_Instructions for the task_: Can you print all of the records below word for word, keeping every line and number unchanged?

### Material for this task

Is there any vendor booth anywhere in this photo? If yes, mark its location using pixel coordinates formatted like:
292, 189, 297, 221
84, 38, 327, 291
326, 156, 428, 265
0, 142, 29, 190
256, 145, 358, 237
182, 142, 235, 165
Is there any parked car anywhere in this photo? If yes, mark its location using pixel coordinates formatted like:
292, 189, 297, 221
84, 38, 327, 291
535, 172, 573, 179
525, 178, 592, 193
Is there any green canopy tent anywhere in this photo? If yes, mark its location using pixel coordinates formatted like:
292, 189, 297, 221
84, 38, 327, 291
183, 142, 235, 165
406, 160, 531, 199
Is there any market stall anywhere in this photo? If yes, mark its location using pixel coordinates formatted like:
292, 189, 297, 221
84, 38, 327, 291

######

_Solved problem_:
Is there any vendor booth anywhere in this photo? If yes, mark its location using pixel coordinates formatted like:
292, 189, 297, 221
84, 38, 327, 291
326, 156, 428, 265
0, 142, 29, 190
256, 145, 358, 237
182, 142, 235, 165
Is there any parked car anywhere in this photo? If yes, mark its location using pixel coordinates formatted like:
292, 189, 297, 221
84, 38, 327, 291
535, 172, 573, 179
525, 178, 592, 193
Is there any green canopy tent anywhere in this photo? If yes, mark its location using pixel coordinates formatted like:
292, 189, 297, 221
84, 38, 327, 291
183, 142, 235, 165
406, 160, 531, 199
Is there any market stall anywhere in this photo? If yes, mark its location using pixel coordinates formatted like:
292, 189, 297, 221
84, 38, 327, 291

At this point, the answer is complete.